● **Goal of the exercise**: From the records below, copy out every line that contains the word "flower".

┏━━

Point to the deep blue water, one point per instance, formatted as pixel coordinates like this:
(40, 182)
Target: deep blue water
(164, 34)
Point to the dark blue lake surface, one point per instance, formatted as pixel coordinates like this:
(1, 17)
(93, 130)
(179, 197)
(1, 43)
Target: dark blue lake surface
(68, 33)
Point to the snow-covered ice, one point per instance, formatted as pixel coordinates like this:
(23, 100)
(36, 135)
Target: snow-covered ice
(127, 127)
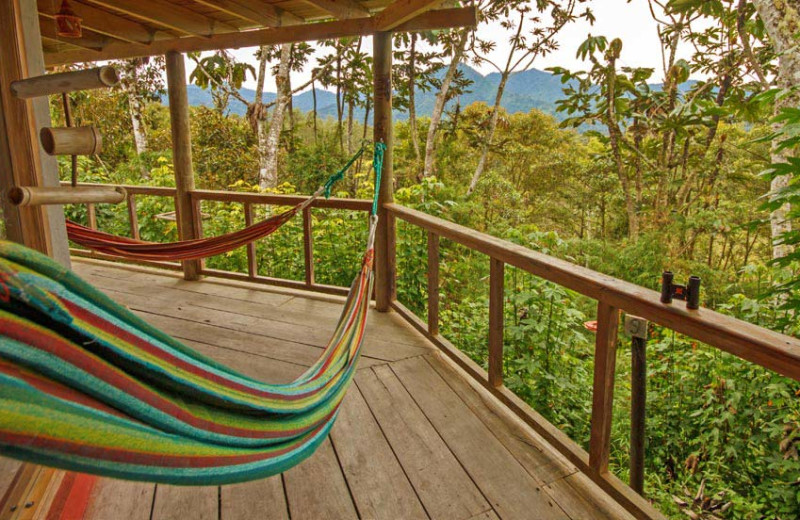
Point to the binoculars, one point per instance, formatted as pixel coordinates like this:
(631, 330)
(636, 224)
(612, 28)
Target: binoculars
(689, 292)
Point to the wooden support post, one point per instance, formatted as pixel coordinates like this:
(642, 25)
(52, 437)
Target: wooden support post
(22, 163)
(252, 265)
(182, 156)
(385, 270)
(91, 215)
(605, 358)
(496, 289)
(636, 327)
(133, 218)
(433, 284)
(308, 247)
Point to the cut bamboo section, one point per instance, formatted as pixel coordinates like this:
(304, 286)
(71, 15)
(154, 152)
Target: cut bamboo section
(30, 196)
(100, 77)
(78, 140)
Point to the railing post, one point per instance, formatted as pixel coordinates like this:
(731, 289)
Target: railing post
(308, 247)
(91, 215)
(637, 328)
(385, 238)
(133, 218)
(252, 266)
(433, 284)
(496, 288)
(605, 357)
(182, 156)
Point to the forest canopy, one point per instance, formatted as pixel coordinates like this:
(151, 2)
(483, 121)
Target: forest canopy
(690, 166)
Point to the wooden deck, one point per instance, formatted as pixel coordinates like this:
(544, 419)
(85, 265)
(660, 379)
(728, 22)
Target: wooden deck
(415, 437)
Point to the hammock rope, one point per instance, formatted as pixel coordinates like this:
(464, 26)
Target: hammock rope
(195, 249)
(86, 385)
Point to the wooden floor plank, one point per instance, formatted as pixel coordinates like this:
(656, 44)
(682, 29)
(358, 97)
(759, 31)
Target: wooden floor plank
(256, 304)
(261, 499)
(184, 502)
(533, 452)
(511, 490)
(376, 479)
(8, 469)
(316, 488)
(444, 487)
(583, 500)
(120, 499)
(315, 333)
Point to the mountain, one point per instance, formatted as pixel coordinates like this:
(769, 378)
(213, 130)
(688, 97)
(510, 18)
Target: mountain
(524, 91)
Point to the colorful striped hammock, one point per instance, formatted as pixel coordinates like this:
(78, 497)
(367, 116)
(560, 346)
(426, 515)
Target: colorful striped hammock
(135, 249)
(86, 385)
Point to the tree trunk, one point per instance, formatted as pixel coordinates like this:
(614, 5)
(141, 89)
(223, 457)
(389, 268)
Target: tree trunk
(487, 140)
(782, 21)
(268, 176)
(441, 100)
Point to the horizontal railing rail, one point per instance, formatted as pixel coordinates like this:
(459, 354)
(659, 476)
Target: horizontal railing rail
(761, 346)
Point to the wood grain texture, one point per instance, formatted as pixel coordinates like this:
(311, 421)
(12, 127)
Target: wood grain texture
(261, 499)
(183, 502)
(444, 488)
(316, 488)
(120, 499)
(182, 156)
(377, 482)
(511, 490)
(769, 349)
(605, 358)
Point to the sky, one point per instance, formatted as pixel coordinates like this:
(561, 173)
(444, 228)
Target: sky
(629, 20)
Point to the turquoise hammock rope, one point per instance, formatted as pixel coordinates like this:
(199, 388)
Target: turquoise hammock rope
(135, 249)
(86, 385)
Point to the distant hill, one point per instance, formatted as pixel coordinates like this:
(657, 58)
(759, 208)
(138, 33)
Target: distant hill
(524, 91)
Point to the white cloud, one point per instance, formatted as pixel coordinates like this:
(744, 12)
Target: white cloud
(630, 21)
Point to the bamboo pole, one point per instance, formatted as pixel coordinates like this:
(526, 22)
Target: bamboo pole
(24, 196)
(182, 156)
(77, 140)
(62, 82)
(385, 270)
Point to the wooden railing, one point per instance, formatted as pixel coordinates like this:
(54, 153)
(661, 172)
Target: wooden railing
(248, 200)
(766, 348)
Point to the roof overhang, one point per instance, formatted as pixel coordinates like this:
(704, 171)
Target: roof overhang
(120, 29)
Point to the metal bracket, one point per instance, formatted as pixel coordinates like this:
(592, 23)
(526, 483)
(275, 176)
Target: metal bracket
(635, 326)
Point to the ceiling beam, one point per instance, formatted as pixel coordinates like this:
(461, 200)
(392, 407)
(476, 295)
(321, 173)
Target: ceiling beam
(403, 10)
(440, 19)
(258, 17)
(284, 16)
(341, 9)
(166, 14)
(102, 22)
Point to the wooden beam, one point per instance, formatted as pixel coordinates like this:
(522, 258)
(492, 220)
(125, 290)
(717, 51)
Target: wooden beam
(496, 289)
(446, 18)
(21, 162)
(433, 284)
(385, 270)
(605, 360)
(102, 22)
(260, 17)
(182, 156)
(341, 9)
(88, 39)
(167, 14)
(402, 11)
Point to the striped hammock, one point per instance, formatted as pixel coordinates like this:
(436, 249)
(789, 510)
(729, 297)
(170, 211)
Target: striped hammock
(87, 386)
(135, 249)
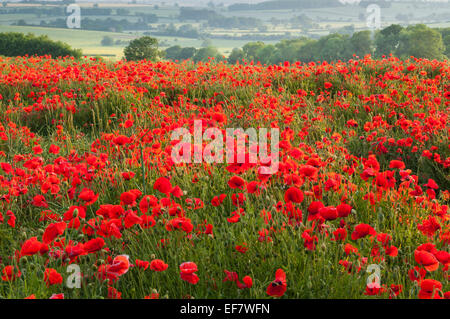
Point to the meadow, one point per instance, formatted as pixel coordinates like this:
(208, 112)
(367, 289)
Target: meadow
(358, 207)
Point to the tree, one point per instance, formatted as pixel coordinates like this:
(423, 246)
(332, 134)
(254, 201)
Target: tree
(144, 48)
(107, 41)
(421, 41)
(387, 40)
(361, 43)
(235, 55)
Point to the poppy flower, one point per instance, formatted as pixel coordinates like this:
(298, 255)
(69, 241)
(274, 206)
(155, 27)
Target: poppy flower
(119, 266)
(188, 270)
(236, 182)
(363, 230)
(52, 231)
(30, 247)
(278, 287)
(88, 196)
(158, 265)
(426, 259)
(113, 293)
(52, 277)
(344, 210)
(163, 185)
(94, 245)
(328, 213)
(293, 194)
(10, 273)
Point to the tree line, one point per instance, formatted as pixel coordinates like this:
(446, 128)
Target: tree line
(416, 40)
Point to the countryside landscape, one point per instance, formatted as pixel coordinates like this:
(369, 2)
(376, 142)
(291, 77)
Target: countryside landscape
(287, 149)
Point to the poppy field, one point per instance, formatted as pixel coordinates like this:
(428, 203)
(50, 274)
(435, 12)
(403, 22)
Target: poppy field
(93, 205)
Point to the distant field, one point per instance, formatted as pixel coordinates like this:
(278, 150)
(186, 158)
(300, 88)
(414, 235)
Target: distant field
(88, 41)
(326, 19)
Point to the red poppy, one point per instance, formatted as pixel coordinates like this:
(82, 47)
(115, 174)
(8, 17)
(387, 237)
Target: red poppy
(52, 277)
(236, 182)
(10, 273)
(426, 259)
(158, 265)
(278, 287)
(52, 231)
(363, 230)
(293, 194)
(163, 185)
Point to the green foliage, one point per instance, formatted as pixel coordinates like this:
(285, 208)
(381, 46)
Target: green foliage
(421, 41)
(204, 54)
(144, 48)
(18, 44)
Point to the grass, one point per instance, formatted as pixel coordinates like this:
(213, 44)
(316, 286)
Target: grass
(248, 96)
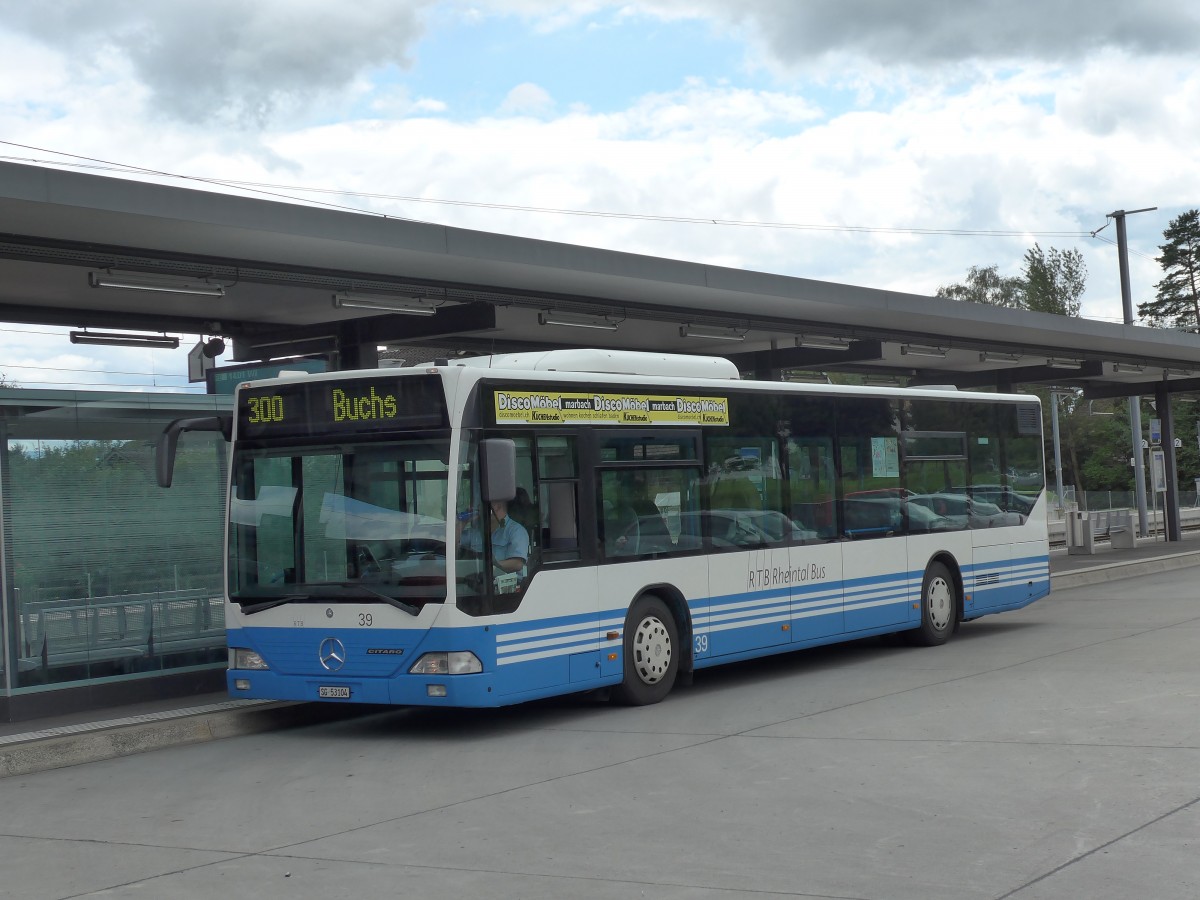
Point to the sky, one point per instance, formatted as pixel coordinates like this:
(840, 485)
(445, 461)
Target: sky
(865, 142)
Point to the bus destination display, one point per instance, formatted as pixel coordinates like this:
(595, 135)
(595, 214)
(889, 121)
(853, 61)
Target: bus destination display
(339, 407)
(552, 407)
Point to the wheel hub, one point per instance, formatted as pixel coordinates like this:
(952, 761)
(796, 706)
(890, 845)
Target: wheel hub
(652, 649)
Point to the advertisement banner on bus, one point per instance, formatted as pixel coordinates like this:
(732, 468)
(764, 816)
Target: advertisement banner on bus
(551, 407)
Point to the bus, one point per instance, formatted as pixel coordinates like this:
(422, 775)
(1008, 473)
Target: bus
(491, 531)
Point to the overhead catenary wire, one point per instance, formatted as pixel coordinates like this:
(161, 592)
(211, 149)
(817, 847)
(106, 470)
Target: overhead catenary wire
(277, 190)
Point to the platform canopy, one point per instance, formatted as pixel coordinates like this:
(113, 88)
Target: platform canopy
(285, 279)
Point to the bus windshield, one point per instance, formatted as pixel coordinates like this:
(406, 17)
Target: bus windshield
(349, 521)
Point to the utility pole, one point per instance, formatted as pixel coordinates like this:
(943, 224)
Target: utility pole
(1139, 472)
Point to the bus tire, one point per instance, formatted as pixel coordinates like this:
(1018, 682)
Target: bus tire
(939, 607)
(651, 653)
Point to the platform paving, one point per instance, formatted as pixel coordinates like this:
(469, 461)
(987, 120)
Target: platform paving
(106, 733)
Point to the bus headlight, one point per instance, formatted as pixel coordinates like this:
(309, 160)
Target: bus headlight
(453, 663)
(241, 658)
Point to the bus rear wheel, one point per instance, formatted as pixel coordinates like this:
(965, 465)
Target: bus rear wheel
(651, 653)
(939, 607)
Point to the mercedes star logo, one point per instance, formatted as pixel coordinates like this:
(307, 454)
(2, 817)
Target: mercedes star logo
(331, 654)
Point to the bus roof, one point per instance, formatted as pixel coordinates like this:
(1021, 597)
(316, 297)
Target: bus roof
(600, 361)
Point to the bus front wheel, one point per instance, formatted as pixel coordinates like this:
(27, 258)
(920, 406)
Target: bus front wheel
(652, 653)
(939, 607)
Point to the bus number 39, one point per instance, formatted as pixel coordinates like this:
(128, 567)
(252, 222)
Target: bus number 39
(265, 409)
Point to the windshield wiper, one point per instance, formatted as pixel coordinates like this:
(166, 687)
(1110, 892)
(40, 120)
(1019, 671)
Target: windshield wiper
(251, 609)
(390, 600)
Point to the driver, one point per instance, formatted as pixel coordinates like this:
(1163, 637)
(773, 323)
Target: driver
(510, 540)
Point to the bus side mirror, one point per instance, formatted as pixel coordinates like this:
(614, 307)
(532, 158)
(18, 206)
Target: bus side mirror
(498, 457)
(165, 450)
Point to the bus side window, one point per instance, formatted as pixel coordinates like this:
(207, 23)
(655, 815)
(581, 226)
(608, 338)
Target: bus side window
(558, 520)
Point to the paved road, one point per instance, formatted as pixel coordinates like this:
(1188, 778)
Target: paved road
(1051, 753)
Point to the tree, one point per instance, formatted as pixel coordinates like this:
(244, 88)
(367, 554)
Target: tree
(1054, 280)
(1177, 303)
(987, 286)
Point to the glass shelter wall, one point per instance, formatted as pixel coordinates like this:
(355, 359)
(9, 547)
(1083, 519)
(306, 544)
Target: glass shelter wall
(107, 576)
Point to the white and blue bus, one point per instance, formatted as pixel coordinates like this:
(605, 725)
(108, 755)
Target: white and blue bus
(499, 529)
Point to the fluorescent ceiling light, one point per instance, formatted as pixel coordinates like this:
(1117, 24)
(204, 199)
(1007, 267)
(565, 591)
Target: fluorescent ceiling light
(571, 319)
(910, 349)
(822, 342)
(154, 283)
(712, 334)
(114, 339)
(387, 303)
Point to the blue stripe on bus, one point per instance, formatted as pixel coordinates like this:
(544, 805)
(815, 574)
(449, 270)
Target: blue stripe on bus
(745, 624)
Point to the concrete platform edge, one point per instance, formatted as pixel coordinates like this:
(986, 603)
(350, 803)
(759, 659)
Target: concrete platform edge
(1110, 571)
(106, 743)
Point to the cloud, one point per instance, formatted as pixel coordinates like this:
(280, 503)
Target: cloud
(921, 33)
(527, 100)
(917, 33)
(228, 60)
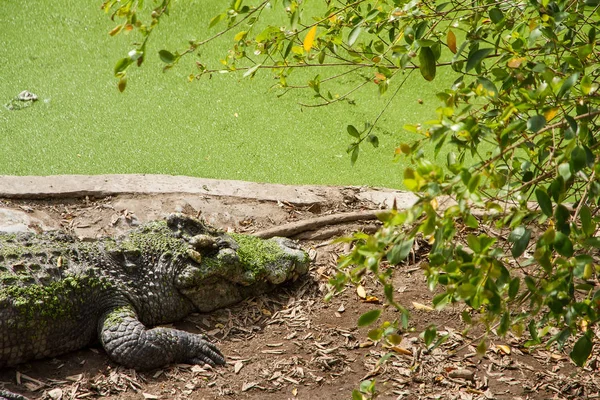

┗━━

● **Full answer**:
Point to the poppy flower, one point per instance, formatted as pixel coordinates like this:
Target: poppy flower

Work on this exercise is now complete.